## [JOB]
Copy the records below from the line with "Each instance of the distant" through the last line, both included, keeping the request. Scale each x and y coordinate in the answers by 0.65 and round to whole numbers, with halves going up.

☆ ☆ ☆ ☆ ☆ ☆ ☆

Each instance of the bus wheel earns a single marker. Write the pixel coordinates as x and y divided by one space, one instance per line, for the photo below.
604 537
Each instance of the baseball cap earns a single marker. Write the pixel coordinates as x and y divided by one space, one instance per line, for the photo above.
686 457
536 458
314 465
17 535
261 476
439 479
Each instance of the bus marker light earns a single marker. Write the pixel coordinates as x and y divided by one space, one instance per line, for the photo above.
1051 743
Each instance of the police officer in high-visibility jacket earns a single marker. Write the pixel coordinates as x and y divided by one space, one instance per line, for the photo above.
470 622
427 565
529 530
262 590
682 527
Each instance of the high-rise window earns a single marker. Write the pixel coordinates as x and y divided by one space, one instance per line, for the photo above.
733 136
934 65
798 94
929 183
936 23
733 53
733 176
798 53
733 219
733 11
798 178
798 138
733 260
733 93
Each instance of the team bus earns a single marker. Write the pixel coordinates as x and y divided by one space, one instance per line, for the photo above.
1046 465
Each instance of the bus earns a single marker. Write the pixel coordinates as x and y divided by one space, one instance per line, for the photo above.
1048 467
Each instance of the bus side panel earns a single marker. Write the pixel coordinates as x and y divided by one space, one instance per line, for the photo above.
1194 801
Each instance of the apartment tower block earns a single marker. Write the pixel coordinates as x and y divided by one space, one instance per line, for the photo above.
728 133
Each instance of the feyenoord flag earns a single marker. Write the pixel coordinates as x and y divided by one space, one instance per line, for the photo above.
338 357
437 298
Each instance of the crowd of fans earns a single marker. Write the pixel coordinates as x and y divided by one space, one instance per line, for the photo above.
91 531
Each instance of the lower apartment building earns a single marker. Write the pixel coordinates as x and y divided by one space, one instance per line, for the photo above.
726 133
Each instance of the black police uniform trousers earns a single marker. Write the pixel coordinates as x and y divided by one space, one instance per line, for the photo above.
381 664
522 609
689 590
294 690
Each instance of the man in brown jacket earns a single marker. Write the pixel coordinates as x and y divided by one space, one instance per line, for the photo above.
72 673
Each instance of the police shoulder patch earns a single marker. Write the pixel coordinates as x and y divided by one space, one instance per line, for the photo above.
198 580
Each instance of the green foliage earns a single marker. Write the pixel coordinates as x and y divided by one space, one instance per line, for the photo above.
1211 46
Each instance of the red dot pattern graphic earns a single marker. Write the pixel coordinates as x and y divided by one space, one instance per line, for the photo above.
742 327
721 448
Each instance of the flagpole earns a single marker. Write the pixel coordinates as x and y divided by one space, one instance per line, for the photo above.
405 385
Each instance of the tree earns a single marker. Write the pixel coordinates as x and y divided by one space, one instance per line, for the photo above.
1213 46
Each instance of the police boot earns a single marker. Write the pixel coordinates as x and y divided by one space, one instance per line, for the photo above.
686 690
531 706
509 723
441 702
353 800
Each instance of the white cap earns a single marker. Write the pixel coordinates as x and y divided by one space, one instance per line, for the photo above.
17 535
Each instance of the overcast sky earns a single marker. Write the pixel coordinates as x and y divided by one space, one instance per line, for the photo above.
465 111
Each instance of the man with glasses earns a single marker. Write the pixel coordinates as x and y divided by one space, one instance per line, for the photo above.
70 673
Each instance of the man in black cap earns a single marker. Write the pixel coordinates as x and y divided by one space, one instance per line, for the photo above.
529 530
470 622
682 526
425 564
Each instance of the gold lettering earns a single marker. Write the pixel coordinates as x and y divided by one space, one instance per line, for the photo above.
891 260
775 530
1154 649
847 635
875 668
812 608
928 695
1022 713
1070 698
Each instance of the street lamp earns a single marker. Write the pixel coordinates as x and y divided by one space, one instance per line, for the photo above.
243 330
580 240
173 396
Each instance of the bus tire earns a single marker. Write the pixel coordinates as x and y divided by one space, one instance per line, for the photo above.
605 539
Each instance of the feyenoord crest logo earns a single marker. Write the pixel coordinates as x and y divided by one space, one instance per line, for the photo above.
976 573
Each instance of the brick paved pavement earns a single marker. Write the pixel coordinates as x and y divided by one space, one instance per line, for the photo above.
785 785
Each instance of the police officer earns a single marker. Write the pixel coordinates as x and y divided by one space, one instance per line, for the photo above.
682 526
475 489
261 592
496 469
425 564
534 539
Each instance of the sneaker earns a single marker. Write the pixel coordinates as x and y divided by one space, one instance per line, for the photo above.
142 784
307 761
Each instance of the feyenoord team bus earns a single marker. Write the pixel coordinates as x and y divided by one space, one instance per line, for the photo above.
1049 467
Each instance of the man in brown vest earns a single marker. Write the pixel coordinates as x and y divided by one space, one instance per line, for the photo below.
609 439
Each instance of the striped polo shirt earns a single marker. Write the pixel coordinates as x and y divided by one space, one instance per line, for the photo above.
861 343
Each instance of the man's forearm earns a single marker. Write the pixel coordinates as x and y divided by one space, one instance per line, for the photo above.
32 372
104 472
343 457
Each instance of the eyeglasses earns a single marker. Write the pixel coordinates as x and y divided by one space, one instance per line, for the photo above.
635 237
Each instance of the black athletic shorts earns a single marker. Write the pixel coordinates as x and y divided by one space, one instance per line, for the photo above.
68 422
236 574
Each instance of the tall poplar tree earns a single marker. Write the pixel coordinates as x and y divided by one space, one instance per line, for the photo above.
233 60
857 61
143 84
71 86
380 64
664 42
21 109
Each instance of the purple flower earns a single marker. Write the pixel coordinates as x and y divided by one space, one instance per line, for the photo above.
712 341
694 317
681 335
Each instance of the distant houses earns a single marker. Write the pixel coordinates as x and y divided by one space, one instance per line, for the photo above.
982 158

☆ ☆ ☆ ☆ ☆ ☆ ☆

## [FINISHED EXERCISE]
Each instance of the distant houses earns a single marker. Write the pixel coordinates as x and y divided by one space, one instance per line, for the photo above.
638 103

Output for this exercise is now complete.